=== Begin Enclosure ===

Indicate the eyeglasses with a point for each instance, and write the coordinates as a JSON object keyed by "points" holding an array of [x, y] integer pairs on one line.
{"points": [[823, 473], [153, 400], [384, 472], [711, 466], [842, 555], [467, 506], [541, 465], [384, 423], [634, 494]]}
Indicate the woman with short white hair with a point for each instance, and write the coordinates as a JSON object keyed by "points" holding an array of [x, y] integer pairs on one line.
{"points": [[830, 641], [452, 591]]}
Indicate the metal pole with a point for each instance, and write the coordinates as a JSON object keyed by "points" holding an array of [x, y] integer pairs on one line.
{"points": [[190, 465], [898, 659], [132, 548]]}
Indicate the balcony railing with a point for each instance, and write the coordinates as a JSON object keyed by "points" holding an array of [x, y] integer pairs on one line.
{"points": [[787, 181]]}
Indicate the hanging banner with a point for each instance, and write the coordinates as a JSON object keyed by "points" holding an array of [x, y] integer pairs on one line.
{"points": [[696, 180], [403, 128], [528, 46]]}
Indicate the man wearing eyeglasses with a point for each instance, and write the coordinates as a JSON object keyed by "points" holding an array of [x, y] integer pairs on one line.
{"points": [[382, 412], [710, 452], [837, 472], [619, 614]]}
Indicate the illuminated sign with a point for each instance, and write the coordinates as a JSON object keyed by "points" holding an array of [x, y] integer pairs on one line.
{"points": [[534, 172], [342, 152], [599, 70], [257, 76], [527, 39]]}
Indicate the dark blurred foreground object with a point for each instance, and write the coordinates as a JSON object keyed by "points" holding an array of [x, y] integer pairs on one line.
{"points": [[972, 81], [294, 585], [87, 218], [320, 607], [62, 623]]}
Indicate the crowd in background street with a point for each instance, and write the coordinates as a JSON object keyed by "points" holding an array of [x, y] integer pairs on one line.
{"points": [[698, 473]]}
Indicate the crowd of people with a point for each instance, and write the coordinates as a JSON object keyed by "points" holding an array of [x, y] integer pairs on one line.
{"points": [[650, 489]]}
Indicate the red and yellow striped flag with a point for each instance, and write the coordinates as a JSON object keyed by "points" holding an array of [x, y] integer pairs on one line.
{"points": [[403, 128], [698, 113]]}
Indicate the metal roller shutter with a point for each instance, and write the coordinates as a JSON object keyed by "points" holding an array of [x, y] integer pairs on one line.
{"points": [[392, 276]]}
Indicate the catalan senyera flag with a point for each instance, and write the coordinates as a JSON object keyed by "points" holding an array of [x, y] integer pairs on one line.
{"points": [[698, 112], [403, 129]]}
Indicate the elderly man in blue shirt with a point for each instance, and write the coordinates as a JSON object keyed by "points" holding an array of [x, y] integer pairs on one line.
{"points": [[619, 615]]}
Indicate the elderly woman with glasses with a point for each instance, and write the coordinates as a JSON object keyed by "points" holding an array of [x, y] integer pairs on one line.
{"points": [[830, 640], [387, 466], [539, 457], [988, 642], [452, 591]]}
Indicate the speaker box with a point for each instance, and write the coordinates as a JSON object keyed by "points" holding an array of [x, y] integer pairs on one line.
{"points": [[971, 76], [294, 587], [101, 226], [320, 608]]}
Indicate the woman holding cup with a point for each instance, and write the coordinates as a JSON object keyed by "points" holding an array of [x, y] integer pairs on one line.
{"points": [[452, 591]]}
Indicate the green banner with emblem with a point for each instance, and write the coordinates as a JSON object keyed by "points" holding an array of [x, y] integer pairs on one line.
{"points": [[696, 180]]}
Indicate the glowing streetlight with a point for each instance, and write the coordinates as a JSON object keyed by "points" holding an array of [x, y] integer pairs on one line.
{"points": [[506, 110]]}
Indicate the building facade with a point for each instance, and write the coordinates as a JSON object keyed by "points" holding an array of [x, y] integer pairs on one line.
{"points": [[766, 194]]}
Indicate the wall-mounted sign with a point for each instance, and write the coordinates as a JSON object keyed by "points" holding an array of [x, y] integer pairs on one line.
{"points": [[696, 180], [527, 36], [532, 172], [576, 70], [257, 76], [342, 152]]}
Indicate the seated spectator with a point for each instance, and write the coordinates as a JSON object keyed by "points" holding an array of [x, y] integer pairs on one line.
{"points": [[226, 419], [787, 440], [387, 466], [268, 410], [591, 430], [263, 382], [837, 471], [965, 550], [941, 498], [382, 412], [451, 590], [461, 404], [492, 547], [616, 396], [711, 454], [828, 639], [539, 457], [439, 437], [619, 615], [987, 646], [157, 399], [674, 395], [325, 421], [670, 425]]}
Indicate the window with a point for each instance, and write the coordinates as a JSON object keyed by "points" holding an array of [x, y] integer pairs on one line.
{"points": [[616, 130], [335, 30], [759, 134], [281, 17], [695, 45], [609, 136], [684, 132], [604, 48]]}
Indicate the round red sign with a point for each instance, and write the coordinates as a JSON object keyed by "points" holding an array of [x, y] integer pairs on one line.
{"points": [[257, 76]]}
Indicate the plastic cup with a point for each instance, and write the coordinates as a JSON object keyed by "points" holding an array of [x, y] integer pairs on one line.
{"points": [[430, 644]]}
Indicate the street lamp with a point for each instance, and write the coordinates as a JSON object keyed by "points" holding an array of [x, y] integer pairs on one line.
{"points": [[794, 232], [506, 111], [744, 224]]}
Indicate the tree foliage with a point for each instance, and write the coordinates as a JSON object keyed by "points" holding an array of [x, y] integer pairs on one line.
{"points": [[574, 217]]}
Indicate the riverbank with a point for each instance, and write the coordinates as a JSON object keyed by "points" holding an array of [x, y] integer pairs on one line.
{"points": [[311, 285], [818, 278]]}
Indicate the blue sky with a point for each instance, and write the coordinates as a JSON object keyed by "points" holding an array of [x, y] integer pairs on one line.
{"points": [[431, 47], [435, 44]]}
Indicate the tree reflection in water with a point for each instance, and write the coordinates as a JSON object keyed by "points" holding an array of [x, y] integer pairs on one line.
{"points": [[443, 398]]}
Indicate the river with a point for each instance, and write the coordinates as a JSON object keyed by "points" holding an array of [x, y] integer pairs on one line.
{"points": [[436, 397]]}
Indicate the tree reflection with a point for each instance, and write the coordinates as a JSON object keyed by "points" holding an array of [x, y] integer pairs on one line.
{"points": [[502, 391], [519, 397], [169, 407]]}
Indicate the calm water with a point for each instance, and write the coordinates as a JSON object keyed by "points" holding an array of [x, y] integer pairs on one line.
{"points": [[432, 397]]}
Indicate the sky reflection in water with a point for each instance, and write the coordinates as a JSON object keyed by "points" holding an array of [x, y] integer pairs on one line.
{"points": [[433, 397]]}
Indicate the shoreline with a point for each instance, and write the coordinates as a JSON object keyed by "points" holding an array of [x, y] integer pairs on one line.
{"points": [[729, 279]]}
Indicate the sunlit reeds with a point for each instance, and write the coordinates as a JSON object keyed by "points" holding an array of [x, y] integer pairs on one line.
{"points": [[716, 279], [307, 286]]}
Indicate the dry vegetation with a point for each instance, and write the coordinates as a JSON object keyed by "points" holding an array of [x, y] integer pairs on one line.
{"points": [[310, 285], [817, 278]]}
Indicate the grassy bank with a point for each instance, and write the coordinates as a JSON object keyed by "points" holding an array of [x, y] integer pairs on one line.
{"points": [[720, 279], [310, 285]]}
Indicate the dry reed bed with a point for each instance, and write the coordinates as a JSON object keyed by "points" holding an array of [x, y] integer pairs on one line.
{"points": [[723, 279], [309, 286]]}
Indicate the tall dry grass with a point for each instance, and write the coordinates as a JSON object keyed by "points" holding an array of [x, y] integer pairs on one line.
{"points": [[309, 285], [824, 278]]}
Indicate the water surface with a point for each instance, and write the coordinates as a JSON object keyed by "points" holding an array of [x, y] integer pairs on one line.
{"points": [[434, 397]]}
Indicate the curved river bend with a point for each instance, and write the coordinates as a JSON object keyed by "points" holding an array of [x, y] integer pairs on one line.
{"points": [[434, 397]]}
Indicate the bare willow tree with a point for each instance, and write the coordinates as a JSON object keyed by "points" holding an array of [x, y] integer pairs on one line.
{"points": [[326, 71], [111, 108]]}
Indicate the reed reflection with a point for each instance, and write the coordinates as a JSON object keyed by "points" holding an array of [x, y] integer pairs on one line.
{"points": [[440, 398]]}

=== End Enclosure ===

→ **Work request**
From the line containing "Indicate the curved" through the last line of the records above, reproduce every line exactly.

→ **Exercise result**
Indicate the curved river bend with a point for each instance, and write the coordinates as a JSON object keyed by "points" holding an array of [x, y] integer pairs on one line.
{"points": [[434, 397]]}
Indicate the bare willow tree with a point for each instance, and write the coordinates as a JSON object keyed by "points" holding an array of [x, y] integer pairs on one line.
{"points": [[326, 71], [111, 108]]}
Indicate the reed reflection with a point for each instance, and write the coordinates as a JSON object keyed by "points" holding an array of [x, y] integer pairs on one line.
{"points": [[440, 398]]}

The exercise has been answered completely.